### Selected extract

____________________

How can I implement a Fisher-Yates shuffle in Scala without side effects?

441 views Asked by At

I want to implement the Fisher-Yates algorithm (an in-place array shuffle) without side effects by using an STArray for the local mutation effects, and a functional random number generator

type RNG[A] = State[Seed,A]

to produce the random integers needed by the algorithm.

I have a method def intInRange(max: Int): RNG[Int] which I can use to produce a random Int in [0,max).

From Wikipedia:

To shuffle an array a of n elements (indices 0..n-1):
    for i from n − 1 downto 1 do
        j ← random integer such that 0 ≤ j ≤ i
        exchange a[j] and a[i]

I suppose I need to stack State with ST somehow, but this is confusing to me. Do I need a [S]StateT[ST[S,?],Seed,A]? Do I have to rewrite RNG to use StateT as well?

(Edit) I don't want to involve IO, and I don't want to substitute Vector for STArray because the shuffle wouldn't be performed in-place.

I know there is a Haskell implementation here, but I'm not currently capable of understanding and porting this to Scalaz. But maybe you can? :)

Thanks in advance.

3

There are 3 answers

1
Apocalisp On BEST ANSWER

Here is a more or less direct translation from the Haskell version you linked that uses a mutable STArray. The Scalaz STArray doesn't have an exact equivalent of the listArray function, so I've made one up. Otherwise, it's a straightforward transliteration:

import scalaz._
import scalaz.effect.{ST, STArray}
import ST._
import State._
import syntax.traverse._
import std.list._

def shuffle[A:Manifest](xs: List[A]): RNG[List[A]] = {
  def newArray[S](n: Int, as: List[A]): ST[S, STArray[S, A]] =
    if (n <= 0) newArr(0, null.asInstanceOf[A])
    else for {
      r <- newArr[S,A](n, as.head)
      _ <- r.fill((_, a: A) => a, as.zipWithIndex.map(_.swap))
    } yield r
  for {
    seed <- get[Seed]
    n = xs.length
    r <- runST(new Forall[({type λ[σ] = ST[σ, RNG[List[A]]]})#λ] {
      def apply[S] = for {
        g <- newVar[S](seed)
        randomRST = (lo: Int, hi: Int) => for {
          p <- g.read.map(intInRange(hi - lo).apply)
          (a, sp) = p
          _ <- g.write(sp)
        } yield a + lo
        ar  <- newArray[S](n, xs)

____________________

### Information supplied

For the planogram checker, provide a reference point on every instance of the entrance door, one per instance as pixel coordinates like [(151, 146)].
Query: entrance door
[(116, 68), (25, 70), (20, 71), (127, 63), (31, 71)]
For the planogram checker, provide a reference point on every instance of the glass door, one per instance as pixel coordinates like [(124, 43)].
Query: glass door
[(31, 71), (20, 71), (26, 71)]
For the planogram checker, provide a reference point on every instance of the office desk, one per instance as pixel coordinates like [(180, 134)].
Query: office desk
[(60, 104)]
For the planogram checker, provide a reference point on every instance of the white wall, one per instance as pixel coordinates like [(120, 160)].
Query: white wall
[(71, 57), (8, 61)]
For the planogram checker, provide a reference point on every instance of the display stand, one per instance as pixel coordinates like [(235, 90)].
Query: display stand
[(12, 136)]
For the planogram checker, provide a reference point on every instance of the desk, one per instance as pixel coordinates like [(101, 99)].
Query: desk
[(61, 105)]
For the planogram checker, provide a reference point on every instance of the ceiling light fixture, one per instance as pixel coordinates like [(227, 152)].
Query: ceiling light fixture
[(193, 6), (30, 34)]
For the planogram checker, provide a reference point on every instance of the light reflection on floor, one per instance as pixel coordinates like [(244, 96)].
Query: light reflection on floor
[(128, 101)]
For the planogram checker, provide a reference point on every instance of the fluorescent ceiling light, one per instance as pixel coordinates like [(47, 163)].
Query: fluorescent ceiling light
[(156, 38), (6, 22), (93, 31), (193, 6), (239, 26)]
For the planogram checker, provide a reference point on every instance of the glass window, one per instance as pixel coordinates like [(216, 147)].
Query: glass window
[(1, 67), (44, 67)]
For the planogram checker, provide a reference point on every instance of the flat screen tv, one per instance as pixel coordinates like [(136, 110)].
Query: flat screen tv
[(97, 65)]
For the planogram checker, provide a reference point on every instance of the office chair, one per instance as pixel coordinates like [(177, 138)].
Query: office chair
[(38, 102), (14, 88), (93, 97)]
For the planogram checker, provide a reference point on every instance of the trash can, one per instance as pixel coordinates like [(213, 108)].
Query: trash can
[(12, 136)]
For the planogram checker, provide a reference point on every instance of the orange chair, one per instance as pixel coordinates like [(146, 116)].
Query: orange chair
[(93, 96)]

____________________

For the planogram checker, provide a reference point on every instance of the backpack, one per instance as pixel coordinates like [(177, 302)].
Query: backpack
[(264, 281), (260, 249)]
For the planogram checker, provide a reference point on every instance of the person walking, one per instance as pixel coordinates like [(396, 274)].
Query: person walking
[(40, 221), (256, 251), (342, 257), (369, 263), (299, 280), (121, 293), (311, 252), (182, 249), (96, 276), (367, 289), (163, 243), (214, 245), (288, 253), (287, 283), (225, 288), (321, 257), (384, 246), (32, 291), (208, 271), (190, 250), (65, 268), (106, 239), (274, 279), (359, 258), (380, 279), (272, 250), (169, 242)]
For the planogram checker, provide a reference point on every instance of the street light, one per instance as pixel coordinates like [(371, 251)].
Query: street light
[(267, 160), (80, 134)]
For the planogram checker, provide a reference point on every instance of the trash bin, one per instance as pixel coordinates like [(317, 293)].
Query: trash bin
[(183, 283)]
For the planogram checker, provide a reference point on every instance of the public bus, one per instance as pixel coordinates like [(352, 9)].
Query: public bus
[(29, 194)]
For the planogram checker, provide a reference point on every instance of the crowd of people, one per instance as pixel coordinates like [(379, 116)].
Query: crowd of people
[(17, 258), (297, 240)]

____________________

### Task requirements
1. In the Fisher-Yates thread, which function has no exact equivalent in the Scalaz STArray?
2. Carry on the Fisher-Yates thread from its last line of code.

### Responses
1. The listArray function.

2.
        xsp <- Range(0, n).toList.traverseU { i => for {
          j  <- randomRST(i, n)
          vi <- ar read i
          vj <- ar read j
          _  <- ar.write(j, vi)
        } yield vj }
        genp <- g.read
      } yield put(genp).map(_ => xsp)
    })
  } yield r
}

Although the asymptotics of using a mutable array might be good, do note that the constant factors of the ST monad in Scala are quite large. You may be better off just doing this in a monolithic block using regular mutable arrays. The overall shuffle function remains pure because all of your mutable state is local.

1
Travis Brown On

You have lots of options. One simple (but not very principled) one would be just to lift both the Rng and ST operations into IO and then work with them together there. Another would be to use both an STRef[Long] and an STArray in the same ST. Another would be to use a State[(Long, Vector[A]), ?].

You could also use a StateT[State[Long, ?], Vector[A], ?] but that would be kind of pointless. You could probably use a StateT (for the RNG state) over an ST (for the array), but again, I don't really see the point.

It's possible to do this pretty cleanly without side effects with just Rng, though. For example, using NICTA's RNG library:

import com.nicta.rng._, scalaz._, Scalaz._

def shuffle[A](xs: Vector[A]): Rng[Vector[A]] =
  (xs.size - 1 to 1 by -1).toVector.traverseU(
    i => Rng.chooseint(0, i).map((i, _))
  ).map {
    _.foldLeft(xs) {
      case ((i, j), v) =>
        val tmp = v(i)
        v.updated(i, v(j)).updated(j, tmp)
    }
  }

Here you just pick all your swap operations in the Rng monad, and then fold over them with your collection as the accumulator, swapping as you go.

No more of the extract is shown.